REQUIREMENT 1: Return every line of the saved data entries below exactly as they appear, without changing a single character.

DOCUMENT TEXT:
The last term of orbital interaction is considered to explain structural relaxation based on electron cloud distribution of orbitals as well (Fig. 4c). Without electric field, the orbital distribution is balanced between two stacked arms with bonding and anti-bonding interactions based on hole and electron couplings. These couplings guarantee effective orbital mixing and robust stacking. Once electric field applies, the orbitals are polarized, then the electron clouds re-distribute and usually concentrate on one single arm. The coupling between stacked arms is weakened with less orbital mixing because of the break in original symmetry, subsequently followed by the malposition of stacking. The orbital polarization, found in all foldamers (Fig. 4c and Supplementary Fig. 33), is the primarily diving force for their structural relaxation. To conclude, electric field drives foldamers to relax their folded structures primarily by orbital polarization, but for f-Fu, the unstable electrostatic repulsion simultaneously assists relaxation corresponding to higher formation probabilities of the minor states. Hence it is able to deduce that the extra states for foldamers originate from the newly-appeared relaxed conformations. But the essential of conductance differences between original conformations and relaxed conformations needs in-depth digging in the following discussions.

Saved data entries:
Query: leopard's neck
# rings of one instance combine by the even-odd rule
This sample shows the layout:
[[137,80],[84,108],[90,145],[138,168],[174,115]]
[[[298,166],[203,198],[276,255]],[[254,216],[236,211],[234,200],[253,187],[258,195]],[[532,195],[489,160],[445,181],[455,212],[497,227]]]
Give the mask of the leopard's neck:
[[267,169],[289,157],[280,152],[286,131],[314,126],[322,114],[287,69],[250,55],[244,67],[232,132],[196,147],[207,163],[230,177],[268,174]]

REQUIREMENT 2: According to the passage on foldamer relaxation under an electric field, what is the primary driving force for the structural relaxation of the foldamers?

COMPLETE ANSWER 1:
Query: leopard's neck
# rings of one instance combine by the even-odd rule
This sample shows the layout:
[[137,80],[84,108],[90,145],[138,168],[174,115]]
[[[298,166],[203,198],[276,255]],[[254,216],[236,211],[234,200],[253,187],[258,195]],[[532,195],[489,160],[445,181],[455,212],[497,227]]]
Give the mask of the leopard's neck:
[[267,169],[289,157],[280,152],[286,131],[314,126],[322,114],[287,69],[250,55],[244,67],[232,132],[196,147],[207,163],[230,177],[268,174]]

COMPLETE ANSWER 2: Orbital polarization.